#### Aim
Could you quote each line of the entries below word for word, omitting the pictures?

Dataset excerpt
>>

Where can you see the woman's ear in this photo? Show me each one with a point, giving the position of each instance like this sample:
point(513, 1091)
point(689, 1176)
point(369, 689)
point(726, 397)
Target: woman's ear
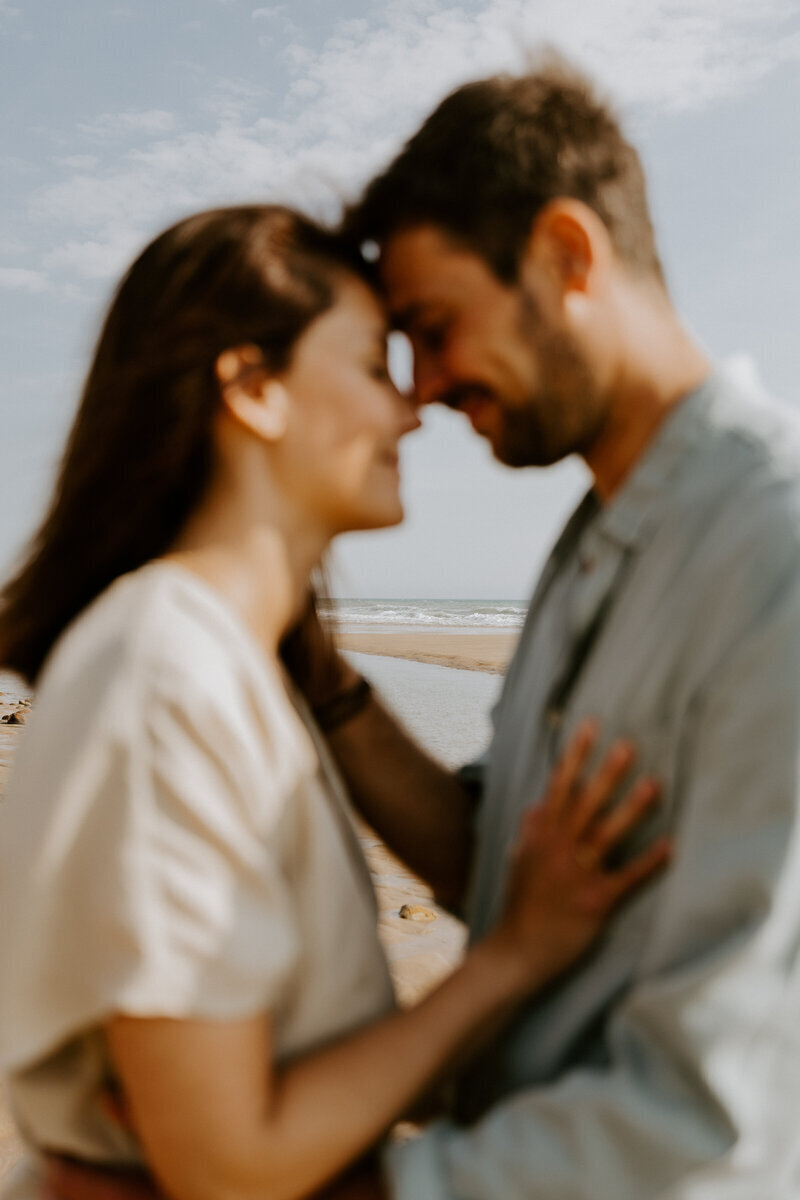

<<

#### Task answer
Where can you see the woman's ear in this photo? Show me each one with a point, giving the position of each instance like this sample:
point(513, 1091)
point(689, 1176)
point(369, 689)
point(726, 397)
Target: woman's ear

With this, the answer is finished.